### Short task
Return every line of the records that contains the string "detector", where a match must have the same letter case.

### Records for processing
^^^^^^^^^^^^^^^^

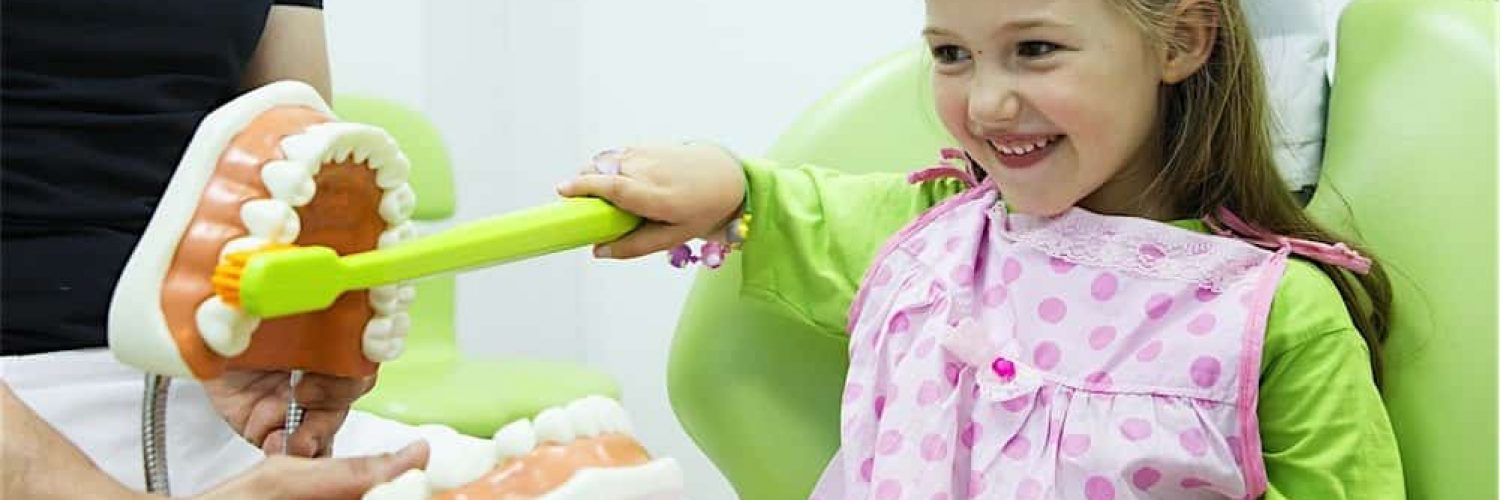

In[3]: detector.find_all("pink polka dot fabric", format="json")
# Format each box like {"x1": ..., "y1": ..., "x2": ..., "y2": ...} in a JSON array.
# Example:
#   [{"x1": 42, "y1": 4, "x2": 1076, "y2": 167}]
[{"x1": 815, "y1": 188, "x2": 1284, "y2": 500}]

^^^^^^^^^^^^^^^^

### Finished exercise
In[3]: detector.find_all("pink polka dot fabric", format="json")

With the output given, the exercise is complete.